## Set task
Copy every record word for word.

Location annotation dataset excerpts
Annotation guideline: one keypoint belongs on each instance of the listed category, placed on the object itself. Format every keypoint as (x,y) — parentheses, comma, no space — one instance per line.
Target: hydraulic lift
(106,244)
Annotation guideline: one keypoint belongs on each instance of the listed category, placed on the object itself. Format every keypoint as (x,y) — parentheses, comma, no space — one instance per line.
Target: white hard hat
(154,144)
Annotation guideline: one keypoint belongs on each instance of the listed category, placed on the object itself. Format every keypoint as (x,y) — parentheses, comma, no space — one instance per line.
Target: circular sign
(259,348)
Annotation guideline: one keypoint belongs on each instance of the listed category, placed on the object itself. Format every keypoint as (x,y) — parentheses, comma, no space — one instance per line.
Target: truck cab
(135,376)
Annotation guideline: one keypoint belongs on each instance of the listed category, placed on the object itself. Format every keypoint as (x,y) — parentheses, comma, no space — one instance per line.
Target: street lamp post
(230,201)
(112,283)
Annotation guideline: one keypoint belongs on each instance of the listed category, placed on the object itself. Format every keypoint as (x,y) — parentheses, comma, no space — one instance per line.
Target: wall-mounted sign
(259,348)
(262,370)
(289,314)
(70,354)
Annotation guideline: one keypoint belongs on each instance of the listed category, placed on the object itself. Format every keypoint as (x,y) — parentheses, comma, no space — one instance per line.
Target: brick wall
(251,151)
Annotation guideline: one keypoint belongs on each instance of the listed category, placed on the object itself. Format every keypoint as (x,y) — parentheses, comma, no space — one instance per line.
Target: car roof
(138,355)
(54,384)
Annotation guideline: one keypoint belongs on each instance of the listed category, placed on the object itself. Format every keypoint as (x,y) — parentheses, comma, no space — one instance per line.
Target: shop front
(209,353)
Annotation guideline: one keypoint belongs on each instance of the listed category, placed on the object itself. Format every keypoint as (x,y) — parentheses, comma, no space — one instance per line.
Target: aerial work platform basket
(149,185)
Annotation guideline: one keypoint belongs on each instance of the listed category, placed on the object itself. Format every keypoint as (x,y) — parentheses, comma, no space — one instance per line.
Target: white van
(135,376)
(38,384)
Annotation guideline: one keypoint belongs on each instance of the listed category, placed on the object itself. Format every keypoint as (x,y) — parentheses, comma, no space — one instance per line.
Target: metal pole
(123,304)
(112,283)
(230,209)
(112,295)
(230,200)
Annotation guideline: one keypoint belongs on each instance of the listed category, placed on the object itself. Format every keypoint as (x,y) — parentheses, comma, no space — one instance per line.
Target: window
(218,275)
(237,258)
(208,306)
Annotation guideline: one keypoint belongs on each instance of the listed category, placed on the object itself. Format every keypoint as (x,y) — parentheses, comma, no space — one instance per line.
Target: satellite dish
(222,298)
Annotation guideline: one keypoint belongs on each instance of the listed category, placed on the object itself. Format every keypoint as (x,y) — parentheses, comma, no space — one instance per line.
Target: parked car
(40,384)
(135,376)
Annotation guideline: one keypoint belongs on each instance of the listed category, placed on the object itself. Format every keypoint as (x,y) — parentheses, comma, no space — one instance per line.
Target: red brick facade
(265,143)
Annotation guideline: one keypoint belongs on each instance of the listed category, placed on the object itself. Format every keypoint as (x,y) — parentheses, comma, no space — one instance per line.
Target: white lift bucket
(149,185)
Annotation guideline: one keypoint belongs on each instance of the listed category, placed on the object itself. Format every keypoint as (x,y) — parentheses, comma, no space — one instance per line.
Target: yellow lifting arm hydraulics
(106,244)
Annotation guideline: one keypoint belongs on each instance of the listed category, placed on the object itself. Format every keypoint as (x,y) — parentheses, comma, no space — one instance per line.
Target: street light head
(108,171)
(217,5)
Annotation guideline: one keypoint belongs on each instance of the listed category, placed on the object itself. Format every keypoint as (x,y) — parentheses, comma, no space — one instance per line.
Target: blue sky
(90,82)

## Response
Annotation guideline: one keypoint belongs on each instance of the listed category, placed on the object itself. Format every keypoint as (x,y) — parentheses, comma, no space — one instance per line.
Target: hydraulic lift
(106,244)
Annotation guideline: one keypoint belongs on each instance of the listed category, placed on the object itself. Format every keypoint as (x,y) — parentheses, comma, no space — one instance per line.
Target: white hard hat
(154,144)
Annotation guideline: one keypoint belongs on each instance of the listed category, placed on the object itself. Format every keypoint as (x,y) — parentheses, comma, no space — one instance per line.
Target: circular sign
(259,348)
Annotation guideline: one keypoint belongs on each instance of the listed category, placed on the object itself. Format every keypoint as (x,y) — parentheses, comma, no space — one instance per line.
Target: truck cab
(135,376)
Annotation guideline: one keypoint belongs on each instance of the listed category, placed on the object itself. Format every keypoint as (x,y) — parentheses, comma, no space — one instance per line.
Target: street lamp post
(230,201)
(112,283)
Annotation guideline: one keypoint belongs on each instance of the listed category, placed on the object itself. Format every keypoint as (x,y) — parentheses, comma, no space — one instance per line.
Target: wall-mounted sign
(259,348)
(262,370)
(289,314)
(70,354)
Annotation guideline: one keypoint belongs on each instance of the listed category, placed on the object itself. Format every keypoint as (x,y) — parentheses, comma, no space — one instance per line.
Target: brick wall
(251,151)
Annotation guideline: one keypoint belongs on each instance of the listed category, placed on the object itself. Format every keypoint as (x,y) — parentheses, comma, no space — one instance per line.
Target: car roof
(138,355)
(54,384)
Annotation guideline: one keypoint belongs on each instance of the listed category, placed on the object itself. Format every keypoint as (x,y) — parentheses, comma, no space — one instance per line.
Target: shop front
(209,353)
Annotation guideline: one keypoint belongs on each instance of the listed category, placed on the object itself. Format every keypoint as (x,y) — parentheses, comma, no space — one instance per line.
Target: aerial work platform basket
(149,185)
Annotation guideline: one keypoint belongs on each instance of the listed category, placed on the object itself. Format every keypoint as (x,y) — parentheses, comma, no space — one instance per line.
Target: white van
(135,376)
(38,384)
Annotation guideline: one keypoint belongs on each instance of the listed category, placed on the object itself. Format every keypoint as (x,y) — parentheses, comma, no space — one instance per line.
Target: metal pole
(123,304)
(112,283)
(230,209)
(112,295)
(230,200)
Annotation guideline: one keypoint belongs on each instance of the listed category, placed on the object itself. Format every keypoint as (x,y) — parentheses, comma, no space — one instance per line.
Target: window
(218,275)
(237,258)
(208,306)
Annotation guideline: one keypoint belongs on each instance of the listed category, placed on the object itself. Format every keypoint as (x,y) — parentheses, comma, no space — one instance per line.
Target: satellite dish
(222,298)
Annotation guideline: one keypoint belongs on each instance of the listed category, placed on the object itself. Format every keypoint as (x,y) — parentheses, comma, no space — one instance per line.
Target: parked car
(40,384)
(135,376)
Annotation guideline: one keypoint belongs on each instance of the listed category, placed on the object itself. Format every keypoint as (x,y) — parentheses, comma, no space — one instance per line.
Target: red brick facade
(265,143)
Annotation guideline: one keypoint belongs on each instance of the listed category, placed on the object itself. Format every keypoint as (x,y) — parentheses, comma, no space — one instance per line.
Target: white lift bucket
(149,185)
Annotation guideline: one keypoint belongs on each instance of the listed category, placed on the object itself. Format every keypoint as (x,y) — parentheses, comma, no space — one instance per line.
Target: yellow lifting arm hydraulics
(106,244)
Annotation guideline: one keypoint belongs on each instance of the listed category, placed on the object itself. Format every keypoint as (x,y) — parentheses, comma, no space — one instance per line.
Target: street light head
(108,171)
(217,5)
Annotation guideline: one keypoint belongs on each instance of the listed category, placed on the object itself. Format every keypoint as (x,y) — parentheses, comma, no space — one instance per line.
Target: blue sky
(90,82)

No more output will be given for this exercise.